### [What you will do]
Transcribe verbatim the part of the records that runs from their start through the line containing "box: [537, 376, 820, 405]", with both ends included. Leave the pictures out of your answer.

### [Data for this task]
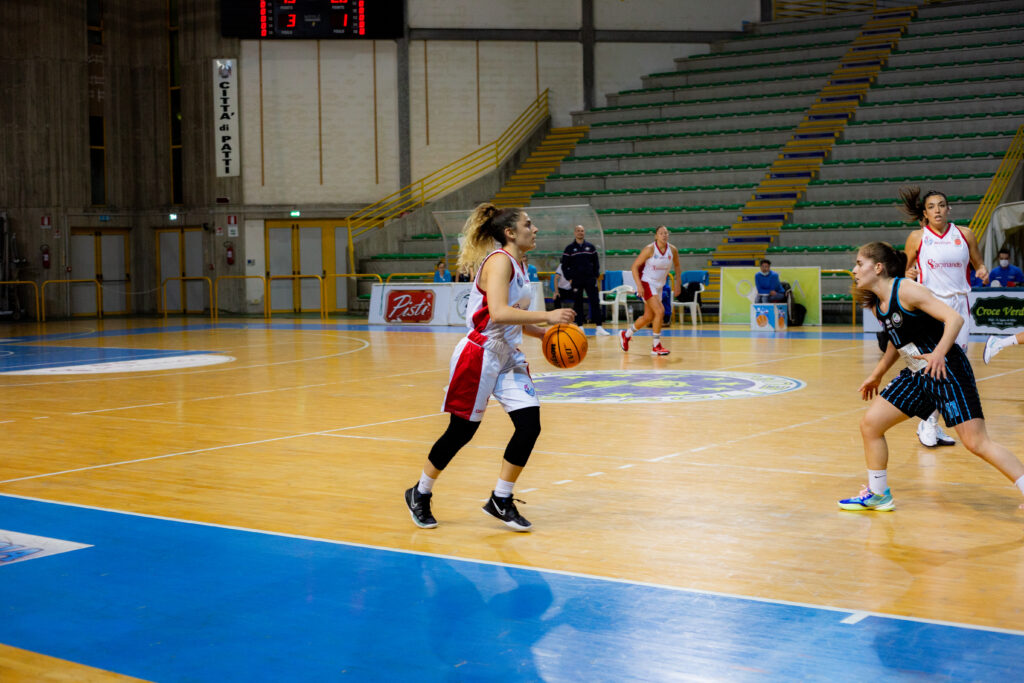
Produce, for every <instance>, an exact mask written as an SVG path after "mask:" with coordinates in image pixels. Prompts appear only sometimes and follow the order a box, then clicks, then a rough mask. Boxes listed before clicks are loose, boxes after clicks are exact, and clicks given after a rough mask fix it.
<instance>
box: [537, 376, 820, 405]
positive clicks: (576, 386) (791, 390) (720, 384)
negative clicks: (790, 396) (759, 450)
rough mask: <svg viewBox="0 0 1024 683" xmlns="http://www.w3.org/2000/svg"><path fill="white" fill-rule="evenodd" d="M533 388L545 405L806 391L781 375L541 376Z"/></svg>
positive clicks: (797, 384)
mask: <svg viewBox="0 0 1024 683" xmlns="http://www.w3.org/2000/svg"><path fill="white" fill-rule="evenodd" d="M534 384H535V385H536V386H537V391H538V393H539V394H540V395H541V400H542V401H543V402H545V403H660V402H668V401H694V400H721V399H724V398H754V397H757V396H769V395H772V394H777V393H785V392H787V391H796V390H797V389H803V388H804V386H806V385H805V384H804V382H801V381H800V380H795V379H793V378H791V377H779V376H778V375H754V374H751V373H730V372H699V371H618V370H597V371H589V372H569V373H542V374H540V375H535V376H534Z"/></svg>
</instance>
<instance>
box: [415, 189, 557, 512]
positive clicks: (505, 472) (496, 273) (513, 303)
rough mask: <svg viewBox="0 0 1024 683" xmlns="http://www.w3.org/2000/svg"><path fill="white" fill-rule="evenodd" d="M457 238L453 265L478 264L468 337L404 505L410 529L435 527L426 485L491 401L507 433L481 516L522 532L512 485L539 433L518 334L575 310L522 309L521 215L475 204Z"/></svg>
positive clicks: (473, 424) (519, 471) (530, 296)
mask: <svg viewBox="0 0 1024 683" xmlns="http://www.w3.org/2000/svg"><path fill="white" fill-rule="evenodd" d="M463 237H464V238H465V240H464V241H463V243H462V244H463V247H462V251H461V252H460V254H459V265H460V266H462V265H473V266H476V265H478V268H477V270H476V280H475V281H474V286H473V292H472V294H471V295H470V300H469V306H468V308H467V311H466V324H467V326H468V327H469V332H468V334H467V335H466V336H465V337H464V338H463V339H462V340H460V341H459V343H458V345H456V348H455V352H454V353H453V354H452V361H451V364H450V373H451V374H450V377H449V386H447V389H446V390H445V392H444V403H443V411H444V412H445V413H449V414H450V416H451V417H450V418H449V426H447V429H446V430H445V431H444V433H443V434H441V436H440V438H438V439H437V441H436V442H435V443H434V445H433V447H432V449H431V450H430V455H429V456H428V457H427V462H426V464H425V465H424V466H423V472H422V474H421V475H420V481H419V482H418V483H417V484H416V485H415V486H413V487H412V488H410V489H409V490H407V492H406V505H407V506H408V507H409V512H410V514H411V515H412V516H413V521H414V522H415V523H416V525H417V526H420V527H422V528H433V527H434V526H437V520H436V519H434V516H433V514H431V512H430V501H431V497H432V495H433V494H432V492H433V485H434V481H435V480H436V479H437V477H438V476H440V473H441V471H443V470H444V468H445V467H446V466H447V464H449V463H450V462H452V459H453V458H454V457H455V455H456V454H457V453H458V452H459V450H460V449H462V446H464V445H466V444H467V443H468V442H469V440H470V439H471V438H473V434H475V433H476V429H477V427H479V426H480V420H481V419H482V418H483V412H484V410H485V409H486V405H487V399H488V398H489V397H490V396H494V397H495V398H496V399H497V400H498V402H499V403H501V404H502V408H504V409H505V411H506V412H507V413H508V414H509V417H510V418H511V419H512V424H513V426H514V427H515V431H514V432H513V433H512V438H511V439H510V440H509V443H508V446H507V447H506V449H505V458H504V460H503V461H502V468H501V473H500V474H499V477H498V483H497V484H496V485H495V489H494V490H493V492H492V494H490V498H489V499H488V500H487V503H486V504H485V505H484V506H483V511H484V512H485V513H487V514H488V515H490V516H492V517H496V518H498V519H500V520H501V521H503V522H505V523H506V524H507V525H508V526H510V527H512V528H513V529H515V530H517V531H528V530H529V529H530V527H531V525H530V523H529V522H528V521H526V519H525V518H524V517H523V516H522V515H520V514H519V511H518V510H517V509H516V506H515V501H514V500H513V498H512V487H513V485H514V484H515V481H516V479H518V478H519V473H520V472H522V468H523V466H525V464H526V460H527V459H528V458H529V454H530V453H531V452H532V450H534V444H535V443H536V442H537V437H538V436H539V435H540V433H541V407H540V401H539V400H538V398H537V392H536V390H535V389H534V380H532V379H531V378H530V376H529V369H528V367H527V365H526V358H525V356H524V355H523V353H522V351H521V350H519V344H520V343H521V341H522V335H523V334H526V335H528V336H530V337H537V338H538V339H541V338H543V337H544V331H543V330H542V329H541V328H539V327H537V326H538V325H543V324H545V323H547V324H550V325H557V324H559V323H571V322H572V318H573V317H574V316H575V313H573V312H572V309H571V308H556V309H555V310H552V311H540V310H538V311H532V310H529V304H530V301H531V299H532V297H531V296H530V294H531V287H532V286H531V284H530V282H529V278H528V276H527V275H526V270H525V268H523V265H522V257H523V255H524V254H525V253H526V252H528V251H529V250H531V249H534V248H535V247H536V246H537V226H536V225H534V223H532V222H531V221H530V219H529V216H528V215H526V212H525V211H523V210H522V209H501V210H500V209H498V207H496V206H494V205H493V204H481V205H480V206H478V207H476V209H475V210H474V211H473V213H472V215H470V217H469V219H468V220H467V221H466V225H465V226H464V227H463ZM496 247H499V248H498V249H495V248H496ZM520 502H521V501H520Z"/></svg>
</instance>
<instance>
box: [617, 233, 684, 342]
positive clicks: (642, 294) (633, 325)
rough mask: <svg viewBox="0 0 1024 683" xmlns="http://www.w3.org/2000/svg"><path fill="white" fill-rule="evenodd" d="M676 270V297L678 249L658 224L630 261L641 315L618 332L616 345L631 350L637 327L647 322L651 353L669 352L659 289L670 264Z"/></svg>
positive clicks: (664, 282) (640, 327)
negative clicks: (629, 324)
mask: <svg viewBox="0 0 1024 683" xmlns="http://www.w3.org/2000/svg"><path fill="white" fill-rule="evenodd" d="M670 266H671V267H672V268H674V269H675V272H676V276H675V279H673V281H672V296H673V297H677V296H679V293H680V292H681V291H682V287H683V285H682V283H681V282H680V280H679V273H680V272H681V271H680V269H679V250H678V249H676V248H675V247H673V246H672V245H670V244H669V228H667V227H666V226H665V225H658V226H657V227H656V228H655V229H654V242H652V243H650V244H649V245H647V246H646V247H644V248H643V249H641V250H640V255H639V256H637V258H636V260H635V261H633V282H634V283H635V284H636V288H637V294H639V295H640V298H641V299H643V315H641V316H640V317H639V318H638V319H637V321H636V322H634V323H633V325H631V326H630V329H629V330H623V331H622V332H620V333H618V345H620V346H621V347H622V349H623V350H624V351H628V350H630V339H631V338H632V337H633V335H635V334H636V332H637V330H642V329H643V328H644V327H645V326H646V325H647V324H648V323H650V327H651V332H653V333H654V340H653V342H652V344H653V346H652V348H651V349H650V353H651V355H669V349H667V348H665V347H664V346H662V323H663V321H664V319H665V306H664V305H663V304H662V290H663V289H664V288H665V281H666V279H667V278H668V276H669V267H670Z"/></svg>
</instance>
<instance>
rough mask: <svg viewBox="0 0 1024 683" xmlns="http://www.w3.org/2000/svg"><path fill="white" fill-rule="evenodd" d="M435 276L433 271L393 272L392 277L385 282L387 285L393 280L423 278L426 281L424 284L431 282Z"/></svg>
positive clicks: (389, 276)
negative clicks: (430, 279)
mask: <svg viewBox="0 0 1024 683" xmlns="http://www.w3.org/2000/svg"><path fill="white" fill-rule="evenodd" d="M433 274H434V273H433V271H431V272H392V273H391V274H390V275H388V276H387V279H386V280H385V281H384V282H385V283H390V282H391V279H392V278H401V279H402V280H406V279H408V278H422V279H423V280H424V282H430V278H431V276H432V275H433Z"/></svg>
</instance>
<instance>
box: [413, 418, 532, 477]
mask: <svg viewBox="0 0 1024 683" xmlns="http://www.w3.org/2000/svg"><path fill="white" fill-rule="evenodd" d="M509 417H510V418H512V425H513V426H514V427H515V431H514V432H512V438H510V439H509V444H508V445H507V446H506V447H505V460H507V461H508V462H509V464H511V465H515V466H516V467H523V466H525V465H526V461H527V460H529V454H530V453H532V451H534V444H535V443H537V437H538V436H540V435H541V409H540V408H538V407H536V405H535V407H532V408H522V409H519V410H518V411H512V412H511V413H509ZM479 426H480V423H479V422H471V421H470V420H466V419H464V418H459V417H456V416H454V415H453V416H451V419H450V420H449V426H447V429H445V430H444V433H443V434H441V436H440V438H438V439H437V440H436V441H435V442H434V445H433V447H431V449H430V455H429V456H427V460H429V461H430V464H431V465H433V466H434V467H436V468H437V469H438V470H443V469H444V468H445V467H447V465H449V463H451V462H452V459H453V458H455V454H457V453H459V451H460V450H461V449H462V446H464V445H466V444H467V443H469V441H470V439H472V438H473V434H475V433H476V430H477V428H478V427H479Z"/></svg>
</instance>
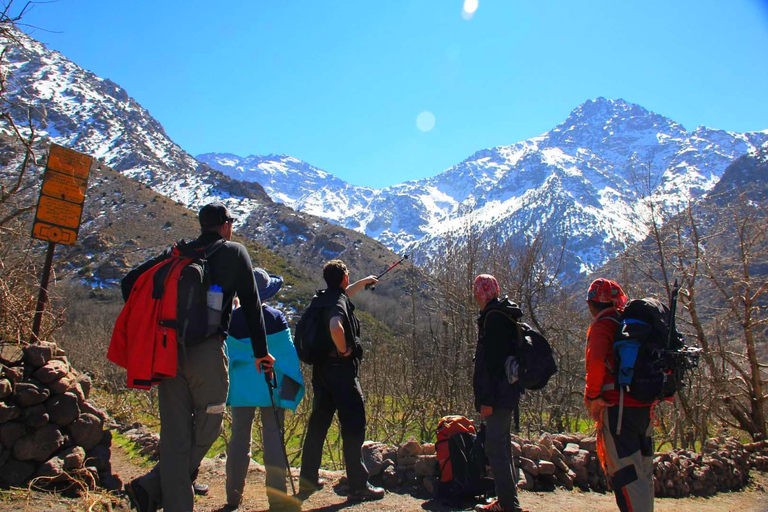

### [Written answer]
Produce, for every <instance>, an exact mask written as an SVG path after "mask:" with coordinates in image pixels. Prompts appear only sometimes and follow the order a box, then clicks, then a rough mask. Boxes listed before clicks are loose, boxes after clicks are exact, and clicks given after a rough mask fix it.
<instance>
box: [537, 376, 820, 405]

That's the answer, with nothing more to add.